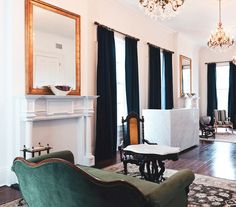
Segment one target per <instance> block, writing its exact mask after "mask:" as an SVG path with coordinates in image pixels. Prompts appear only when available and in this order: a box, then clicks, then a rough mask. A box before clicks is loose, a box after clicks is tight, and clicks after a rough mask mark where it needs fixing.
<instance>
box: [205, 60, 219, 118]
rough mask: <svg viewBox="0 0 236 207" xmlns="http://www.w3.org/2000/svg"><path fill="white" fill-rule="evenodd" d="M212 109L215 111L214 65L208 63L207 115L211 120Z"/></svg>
mask: <svg viewBox="0 0 236 207" xmlns="http://www.w3.org/2000/svg"><path fill="white" fill-rule="evenodd" d="M214 109H217V90H216V63H209V64H208V65H207V115H208V116H211V117H212V118H213V117H214Z"/></svg>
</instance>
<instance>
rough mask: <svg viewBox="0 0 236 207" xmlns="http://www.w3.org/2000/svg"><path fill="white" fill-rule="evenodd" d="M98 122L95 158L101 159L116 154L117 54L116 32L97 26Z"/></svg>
mask: <svg viewBox="0 0 236 207" xmlns="http://www.w3.org/2000/svg"><path fill="white" fill-rule="evenodd" d="M97 41H98V63H97V94H98V95H99V98H98V100H97V123H96V126H97V127H96V148H95V159H96V161H101V160H105V159H110V158H112V157H114V156H115V155H116V140H117V99H116V54H115V40H114V32H113V31H109V30H107V29H106V28H104V27H102V26H98V27H97Z"/></svg>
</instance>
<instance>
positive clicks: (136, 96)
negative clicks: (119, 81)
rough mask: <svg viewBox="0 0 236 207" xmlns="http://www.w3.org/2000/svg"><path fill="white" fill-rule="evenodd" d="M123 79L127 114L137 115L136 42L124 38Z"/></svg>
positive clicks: (137, 101) (126, 38)
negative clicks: (128, 113) (127, 109)
mask: <svg viewBox="0 0 236 207" xmlns="http://www.w3.org/2000/svg"><path fill="white" fill-rule="evenodd" d="M125 77H126V80H125V82H126V98H127V109H128V113H130V112H132V111H133V112H136V113H137V114H139V75H138V51H137V40H136V39H133V38H131V37H125Z"/></svg>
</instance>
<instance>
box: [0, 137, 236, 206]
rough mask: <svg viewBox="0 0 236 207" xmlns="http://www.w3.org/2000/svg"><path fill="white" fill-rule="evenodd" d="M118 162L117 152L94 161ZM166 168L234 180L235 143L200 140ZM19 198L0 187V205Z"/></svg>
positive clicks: (102, 162)
mask: <svg viewBox="0 0 236 207" xmlns="http://www.w3.org/2000/svg"><path fill="white" fill-rule="evenodd" d="M119 162H120V157H119V153H117V156H116V157H114V158H113V159H109V160H105V161H103V162H99V163H96V166H95V167H97V168H103V167H107V166H109V165H113V164H116V163H119ZM165 163H166V165H165V166H166V168H170V169H175V170H181V169H190V170H192V171H193V172H194V173H198V174H202V175H208V176H214V177H219V178H225V179H230V180H236V144H235V143H226V142H211V141H201V143H200V145H199V146H197V147H193V148H191V149H189V150H186V151H184V152H182V153H180V155H179V160H177V161H166V162H165ZM17 198H19V192H18V191H16V190H14V189H11V188H9V187H7V186H2V187H0V205H1V204H2V203H5V202H9V201H11V200H15V199H17Z"/></svg>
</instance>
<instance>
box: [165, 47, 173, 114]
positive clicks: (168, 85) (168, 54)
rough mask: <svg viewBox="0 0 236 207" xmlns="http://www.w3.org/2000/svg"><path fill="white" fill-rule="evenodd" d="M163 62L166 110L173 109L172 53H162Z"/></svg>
mask: <svg viewBox="0 0 236 207" xmlns="http://www.w3.org/2000/svg"><path fill="white" fill-rule="evenodd" d="M163 55H164V62H165V69H164V70H165V98H166V101H165V102H166V109H172V108H173V75H172V53H171V52H168V51H163Z"/></svg>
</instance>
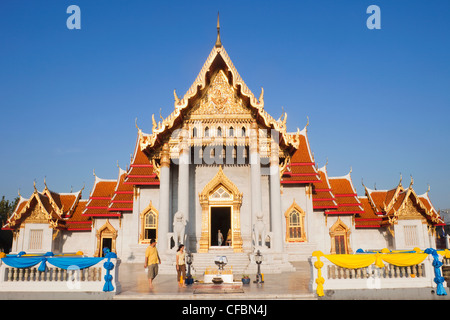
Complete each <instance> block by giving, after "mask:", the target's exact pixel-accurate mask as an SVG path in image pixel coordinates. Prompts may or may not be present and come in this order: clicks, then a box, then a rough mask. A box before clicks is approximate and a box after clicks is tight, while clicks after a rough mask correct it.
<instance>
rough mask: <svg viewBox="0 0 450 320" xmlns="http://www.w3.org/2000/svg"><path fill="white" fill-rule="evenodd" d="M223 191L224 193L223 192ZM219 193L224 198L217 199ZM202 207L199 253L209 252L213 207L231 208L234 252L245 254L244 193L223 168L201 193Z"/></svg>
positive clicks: (208, 183)
mask: <svg viewBox="0 0 450 320" xmlns="http://www.w3.org/2000/svg"><path fill="white" fill-rule="evenodd" d="M221 190H223V192H222V191H221ZM217 191H219V193H221V194H222V195H226V196H222V197H216V196H215V194H216V192H217ZM199 200H200V205H201V207H202V223H201V226H202V231H201V236H200V248H199V252H203V253H205V252H208V251H209V247H210V232H209V226H210V223H211V221H210V210H211V206H230V207H231V229H232V230H231V231H232V241H231V243H232V247H233V249H234V252H243V249H242V245H243V241H242V235H241V221H240V216H241V205H242V193H241V192H239V189H238V188H237V187H236V185H235V184H234V183H233V182H232V181H231V180H230V179H229V178H228V177H227V176H226V175H225V174H224V172H223V170H222V167H219V172H218V173H217V174H216V176H215V177H214V178H213V179H211V181H210V182H208V183H207V184H206V186H205V187H204V188H203V190H202V192H201V193H199Z"/></svg>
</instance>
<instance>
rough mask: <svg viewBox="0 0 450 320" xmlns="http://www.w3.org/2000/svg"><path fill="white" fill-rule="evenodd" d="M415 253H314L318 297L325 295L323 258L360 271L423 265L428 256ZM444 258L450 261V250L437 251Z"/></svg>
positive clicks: (349, 267)
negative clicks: (393, 266) (324, 290)
mask: <svg viewBox="0 0 450 320" xmlns="http://www.w3.org/2000/svg"><path fill="white" fill-rule="evenodd" d="M414 251H415V252H404V251H394V252H390V251H389V250H388V249H383V250H381V252H376V253H362V254H323V253H322V252H321V251H314V252H313V254H312V256H313V257H316V258H317V261H316V262H315V263H314V267H315V268H316V269H317V279H316V283H317V289H316V291H317V295H318V296H319V297H322V296H323V295H324V291H323V285H324V283H325V279H324V278H323V277H322V270H321V269H322V267H323V266H324V263H323V262H322V261H320V258H321V257H324V258H327V259H328V260H329V261H330V262H331V263H333V264H335V265H337V266H339V267H343V268H347V269H359V268H365V267H368V266H370V265H371V264H375V265H376V266H377V267H379V268H383V267H384V263H383V261H384V262H386V263H389V264H391V265H394V266H398V267H408V266H413V265H416V264H420V263H422V262H423V261H424V260H425V259H426V258H427V257H428V254H426V253H424V252H423V251H422V250H420V249H419V248H414ZM437 253H438V254H440V255H441V256H442V257H443V258H447V259H450V250H448V249H445V250H439V251H437Z"/></svg>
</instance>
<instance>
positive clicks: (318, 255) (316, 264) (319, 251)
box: [312, 251, 325, 297]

> [Activity] Please convert every line of the listing above into a Markdown table with a Row column for the row number and an Entry column for the line itself, skipping blank lines. Leave the pictures out of the table.

> [Solution for this task]
| Row | Entry |
|---|---|
| 1 | Segment one target per <instance> block, writing its exact mask after "mask:" as an SVG path with coordinates in image pixels. Prompts appear only when available and in this order: a box, then clicks, then a rough mask. A box before clicks is loose, a box after clicks is tight, and clicks after a rough mask mark where it needs fixing. |
| 2 | <instance> |
| 3 | box: [205, 60, 219, 118] |
| 4 | rough mask: <svg viewBox="0 0 236 207" xmlns="http://www.w3.org/2000/svg"><path fill="white" fill-rule="evenodd" d="M212 109L215 111L214 65L208 63L207 115L211 120Z"/></svg> |
| 5 | mask: <svg viewBox="0 0 236 207" xmlns="http://www.w3.org/2000/svg"><path fill="white" fill-rule="evenodd" d="M214 109H217V90H216V63H209V64H208V65H207V115H208V116H211V117H212V118H213V117H214Z"/></svg> |
| 6 | </instance> |
| 7 | <instance> |
| 8 | rough mask: <svg viewBox="0 0 236 207" xmlns="http://www.w3.org/2000/svg"><path fill="white" fill-rule="evenodd" d="M98 122L95 158L101 159L116 154L117 54L116 32L97 26Z"/></svg> |
| 9 | mask: <svg viewBox="0 0 236 207" xmlns="http://www.w3.org/2000/svg"><path fill="white" fill-rule="evenodd" d="M97 41H98V63H97V94H98V95H99V98H98V100H97V123H96V126H97V127H96V148H95V159H96V161H101V160H105V159H110V158H112V157H114V156H115V155H116V140H117V99H116V54H115V40H114V32H113V31H109V30H107V29H106V28H104V27H102V26H98V27H97Z"/></svg> |
| 10 | </instance> |
| 11 | <instance> |
| 12 | positive clicks: (136, 96) |
| 13 | negative clicks: (119, 81) |
| 14 | rough mask: <svg viewBox="0 0 236 207" xmlns="http://www.w3.org/2000/svg"><path fill="white" fill-rule="evenodd" d="M123 79L127 114L137 115L136 42L124 38Z"/></svg> |
| 15 | positive clicks: (137, 101) (126, 38) |
| 16 | negative clicks: (128, 113) (127, 109) |
| 17 | mask: <svg viewBox="0 0 236 207" xmlns="http://www.w3.org/2000/svg"><path fill="white" fill-rule="evenodd" d="M125 77H126V80H125V82H126V98H127V109H128V113H130V112H132V111H133V112H136V113H137V114H139V75H138V51H137V40H136V39H133V38H131V37H125Z"/></svg> |
| 18 | </instance> |
| 19 | <instance> |
| 20 | box: [0, 137, 236, 206] |
| 21 | rough mask: <svg viewBox="0 0 236 207" xmlns="http://www.w3.org/2000/svg"><path fill="white" fill-rule="evenodd" d="M118 162L117 152L94 161ZM166 168L234 180L235 143L200 140ZM19 198L0 187V205Z"/></svg> |
| 22 | positive clicks: (102, 162) |
| 23 | mask: <svg viewBox="0 0 236 207" xmlns="http://www.w3.org/2000/svg"><path fill="white" fill-rule="evenodd" d="M119 162H120V157H119V153H117V156H116V157H114V158H113V159H109V160H105V161H103V162H99V163H96V166H95V167H97V168H103V167H107V166H109V165H113V164H116V163H119ZM165 163H166V165H165V166H166V168H170V169H175V170H181V169H190V170H192V171H193V172H194V173H198V174H202V175H208V176H214V177H219V178H225V179H230V180H236V144H235V143H226V142H211V141H201V143H200V145H199V146H197V147H193V148H191V149H189V150H186V151H184V152H182V153H180V155H179V160H177V161H166V162H165ZM17 198H19V192H18V191H16V190H14V189H11V188H9V187H7V186H2V187H0V205H1V204H2V203H5V202H9V201H11V200H15V199H17Z"/></svg> |
| 24 | </instance> |
| 25 | <instance> |
| 26 | box: [165, 47, 173, 114] |
| 27 | positive clicks: (168, 85) (168, 54) |
| 28 | rough mask: <svg viewBox="0 0 236 207" xmlns="http://www.w3.org/2000/svg"><path fill="white" fill-rule="evenodd" d="M163 62L166 110L173 109L172 53H162Z"/></svg> |
| 29 | mask: <svg viewBox="0 0 236 207" xmlns="http://www.w3.org/2000/svg"><path fill="white" fill-rule="evenodd" d="M163 55H164V62H165V69H164V70H165V98H166V101H165V102H166V109H172V108H173V75H172V53H171V52H168V51H163Z"/></svg> |
| 30 | </instance> |
| 31 | Complete each <instance> block by giving, after "mask:", the target's exact pixel-accurate mask as an SVG path in image pixel coordinates. Prompts may or may not be present and come in this order: clicks, then a box, then a rough mask. A box before clicks is approximate and a box after clicks is tight, while clicks after a rough mask correct it. |
| 32 | <instance> |
| 33 | rough mask: <svg viewBox="0 0 450 320" xmlns="http://www.w3.org/2000/svg"><path fill="white" fill-rule="evenodd" d="M223 191L224 193L223 192ZM219 193L224 198L217 199ZM202 207L199 253L209 252L213 207L231 208L234 252L245 254L244 193L223 168L201 193Z"/></svg> |
| 34 | positive clicks: (208, 183) |
| 35 | mask: <svg viewBox="0 0 450 320" xmlns="http://www.w3.org/2000/svg"><path fill="white" fill-rule="evenodd" d="M221 190H223V192H222V191H221ZM217 191H219V193H221V194H222V195H226V196H222V197H216V196H215V194H216V192H217ZM199 200H200V205H201V207H202V223H201V226H202V231H201V236H200V248H199V252H203V253H205V252H208V251H209V247H210V232H209V226H210V223H211V221H210V210H211V206H230V207H231V229H232V230H231V231H232V241H231V243H232V247H233V249H234V252H243V249H242V245H243V241H242V235H241V221H240V216H241V205H242V193H241V192H239V189H238V188H237V187H236V185H235V184H234V183H233V182H232V181H231V180H230V179H229V178H228V177H227V176H226V175H225V174H224V172H223V170H222V167H219V172H218V173H217V174H216V176H215V177H214V178H213V179H211V181H210V182H208V183H207V184H206V186H205V187H204V188H203V190H202V192H201V193H199Z"/></svg> |
| 36 | </instance> |
| 37 | <instance> |
| 38 | rough mask: <svg viewBox="0 0 450 320" xmlns="http://www.w3.org/2000/svg"><path fill="white" fill-rule="evenodd" d="M415 253H314L318 297L325 295L323 258L360 271L423 265L428 256ZM444 258L450 261V250L437 251Z"/></svg> |
| 39 | positive clicks: (349, 267) |
| 40 | negative clicks: (393, 266) (324, 290) |
| 41 | mask: <svg viewBox="0 0 450 320" xmlns="http://www.w3.org/2000/svg"><path fill="white" fill-rule="evenodd" d="M414 251H415V252H404V251H394V252H390V251H389V250H388V249H383V250H381V252H376V253H362V254H323V253H322V252H321V251H314V252H313V254H312V256H313V257H316V258H317V261H316V262H315V263H314V267H315V268H316V269H317V279H316V283H317V289H316V291H317V295H318V296H319V297H322V296H323V295H324V291H323V285H324V283H325V279H324V278H323V277H322V270H321V269H322V267H323V266H324V263H323V262H322V261H320V258H321V257H324V258H327V259H328V260H329V261H330V262H331V263H333V264H335V265H337V266H339V267H343V268H347V269H359V268H365V267H368V266H370V265H371V264H375V265H376V266H377V267H379V268H383V267H384V263H383V261H384V262H386V263H389V264H391V265H394V266H398V267H408V266H413V265H416V264H420V263H422V262H423V261H424V260H425V259H426V258H427V257H428V254H426V253H424V252H423V251H422V250H420V249H419V248H414ZM437 253H438V254H440V255H441V256H442V257H443V258H447V259H450V250H448V249H445V250H439V251H437Z"/></svg> |
| 42 | </instance> |
| 43 | <instance> |
| 44 | positive clicks: (318, 255) (316, 264) (319, 251) |
| 45 | box: [312, 251, 325, 297] |